*** Supplied information ***
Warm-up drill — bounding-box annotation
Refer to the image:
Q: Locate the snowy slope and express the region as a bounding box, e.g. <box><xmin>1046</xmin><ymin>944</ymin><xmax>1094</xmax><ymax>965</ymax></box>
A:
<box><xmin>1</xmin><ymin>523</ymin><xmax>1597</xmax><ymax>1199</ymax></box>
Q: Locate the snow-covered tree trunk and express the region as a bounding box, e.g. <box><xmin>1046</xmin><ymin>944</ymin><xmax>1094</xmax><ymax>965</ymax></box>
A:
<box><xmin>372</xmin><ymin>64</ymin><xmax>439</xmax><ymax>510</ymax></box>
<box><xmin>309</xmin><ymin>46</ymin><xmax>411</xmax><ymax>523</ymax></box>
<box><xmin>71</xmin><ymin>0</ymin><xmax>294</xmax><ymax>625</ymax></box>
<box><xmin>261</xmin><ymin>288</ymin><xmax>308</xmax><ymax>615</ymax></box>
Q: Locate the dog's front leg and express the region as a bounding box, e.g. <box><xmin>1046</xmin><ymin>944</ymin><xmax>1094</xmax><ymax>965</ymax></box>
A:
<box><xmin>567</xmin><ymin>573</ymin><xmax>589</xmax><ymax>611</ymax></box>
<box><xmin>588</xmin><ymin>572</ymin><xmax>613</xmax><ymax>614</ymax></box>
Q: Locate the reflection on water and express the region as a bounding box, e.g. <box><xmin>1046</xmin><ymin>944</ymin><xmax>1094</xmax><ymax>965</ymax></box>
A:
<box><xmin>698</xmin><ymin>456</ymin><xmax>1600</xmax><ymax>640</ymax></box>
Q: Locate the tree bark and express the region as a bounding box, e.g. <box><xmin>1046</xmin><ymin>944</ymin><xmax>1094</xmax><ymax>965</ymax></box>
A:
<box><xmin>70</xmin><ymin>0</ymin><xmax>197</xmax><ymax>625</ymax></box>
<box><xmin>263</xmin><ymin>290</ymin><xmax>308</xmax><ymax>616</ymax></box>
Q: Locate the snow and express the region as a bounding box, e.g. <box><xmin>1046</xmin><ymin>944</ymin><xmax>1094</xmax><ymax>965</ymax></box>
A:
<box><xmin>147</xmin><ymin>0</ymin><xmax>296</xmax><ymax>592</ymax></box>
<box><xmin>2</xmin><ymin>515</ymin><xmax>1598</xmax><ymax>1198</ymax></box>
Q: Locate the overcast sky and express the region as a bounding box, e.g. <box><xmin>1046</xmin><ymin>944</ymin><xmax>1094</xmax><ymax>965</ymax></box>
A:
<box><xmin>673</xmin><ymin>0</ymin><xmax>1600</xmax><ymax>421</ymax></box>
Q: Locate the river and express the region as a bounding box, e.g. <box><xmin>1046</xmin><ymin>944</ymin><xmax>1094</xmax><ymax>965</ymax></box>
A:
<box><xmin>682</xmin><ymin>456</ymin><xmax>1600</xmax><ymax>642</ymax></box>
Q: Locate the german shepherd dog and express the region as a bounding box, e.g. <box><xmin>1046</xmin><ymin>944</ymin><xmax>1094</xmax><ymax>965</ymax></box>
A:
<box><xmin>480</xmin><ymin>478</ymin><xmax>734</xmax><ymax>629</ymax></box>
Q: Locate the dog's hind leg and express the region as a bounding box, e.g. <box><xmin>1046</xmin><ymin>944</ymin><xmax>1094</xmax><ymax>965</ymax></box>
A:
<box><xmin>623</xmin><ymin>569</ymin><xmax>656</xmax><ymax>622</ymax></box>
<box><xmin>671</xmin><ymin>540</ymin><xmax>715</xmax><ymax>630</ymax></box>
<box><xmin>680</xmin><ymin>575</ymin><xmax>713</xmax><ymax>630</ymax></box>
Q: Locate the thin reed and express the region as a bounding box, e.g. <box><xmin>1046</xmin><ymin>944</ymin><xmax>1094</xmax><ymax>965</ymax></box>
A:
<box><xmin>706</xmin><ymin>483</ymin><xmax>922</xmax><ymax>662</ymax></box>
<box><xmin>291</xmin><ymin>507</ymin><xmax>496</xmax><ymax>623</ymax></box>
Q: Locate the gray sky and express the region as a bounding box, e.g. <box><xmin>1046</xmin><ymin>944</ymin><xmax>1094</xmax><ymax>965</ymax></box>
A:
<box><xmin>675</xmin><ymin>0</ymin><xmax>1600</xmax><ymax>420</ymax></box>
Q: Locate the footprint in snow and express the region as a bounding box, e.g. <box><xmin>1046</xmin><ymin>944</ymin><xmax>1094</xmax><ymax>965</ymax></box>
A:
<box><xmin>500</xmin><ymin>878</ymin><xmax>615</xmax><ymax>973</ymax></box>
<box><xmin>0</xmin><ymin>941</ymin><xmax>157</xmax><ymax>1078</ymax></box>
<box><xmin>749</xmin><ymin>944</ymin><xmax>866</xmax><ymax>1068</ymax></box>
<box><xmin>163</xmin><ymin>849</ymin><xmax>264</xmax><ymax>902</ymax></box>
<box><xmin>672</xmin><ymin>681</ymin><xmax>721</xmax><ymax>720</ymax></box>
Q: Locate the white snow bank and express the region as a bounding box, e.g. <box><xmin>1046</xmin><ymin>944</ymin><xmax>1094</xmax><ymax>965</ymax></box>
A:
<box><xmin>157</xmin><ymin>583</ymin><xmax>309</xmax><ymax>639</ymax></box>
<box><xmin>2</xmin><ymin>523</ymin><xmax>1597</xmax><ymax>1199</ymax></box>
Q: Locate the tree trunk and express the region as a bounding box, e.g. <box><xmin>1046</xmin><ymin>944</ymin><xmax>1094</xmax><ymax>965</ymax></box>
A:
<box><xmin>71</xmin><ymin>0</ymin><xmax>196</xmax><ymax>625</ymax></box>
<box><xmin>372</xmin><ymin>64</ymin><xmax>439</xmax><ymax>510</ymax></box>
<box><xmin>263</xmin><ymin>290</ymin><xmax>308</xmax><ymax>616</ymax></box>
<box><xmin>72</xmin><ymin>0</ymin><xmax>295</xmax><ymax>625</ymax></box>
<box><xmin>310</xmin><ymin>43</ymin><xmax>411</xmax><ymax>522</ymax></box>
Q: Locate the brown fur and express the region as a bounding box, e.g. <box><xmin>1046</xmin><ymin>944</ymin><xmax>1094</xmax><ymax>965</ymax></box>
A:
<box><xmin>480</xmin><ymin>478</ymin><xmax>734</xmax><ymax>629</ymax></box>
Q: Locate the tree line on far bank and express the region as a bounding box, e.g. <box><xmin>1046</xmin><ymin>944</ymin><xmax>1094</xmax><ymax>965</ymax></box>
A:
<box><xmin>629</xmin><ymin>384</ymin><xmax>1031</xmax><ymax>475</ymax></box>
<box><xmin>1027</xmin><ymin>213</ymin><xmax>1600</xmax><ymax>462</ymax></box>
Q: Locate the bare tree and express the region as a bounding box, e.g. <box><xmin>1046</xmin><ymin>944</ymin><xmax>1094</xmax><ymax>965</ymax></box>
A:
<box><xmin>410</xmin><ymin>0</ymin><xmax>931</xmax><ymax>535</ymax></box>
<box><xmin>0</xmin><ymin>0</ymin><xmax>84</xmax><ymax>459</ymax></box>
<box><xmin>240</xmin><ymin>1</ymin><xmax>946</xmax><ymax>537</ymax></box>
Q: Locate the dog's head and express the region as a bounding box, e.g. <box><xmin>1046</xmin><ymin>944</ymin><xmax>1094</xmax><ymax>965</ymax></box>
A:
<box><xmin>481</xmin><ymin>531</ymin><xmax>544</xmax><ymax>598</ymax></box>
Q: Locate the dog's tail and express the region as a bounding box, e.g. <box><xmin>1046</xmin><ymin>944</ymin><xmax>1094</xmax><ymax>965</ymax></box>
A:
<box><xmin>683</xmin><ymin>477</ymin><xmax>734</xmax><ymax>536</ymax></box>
*** End of Supplied information ***
--- Brief ---
Go through the entries above and say how many lines include the word "bank". Give the number only.

--- Problem solution ---
2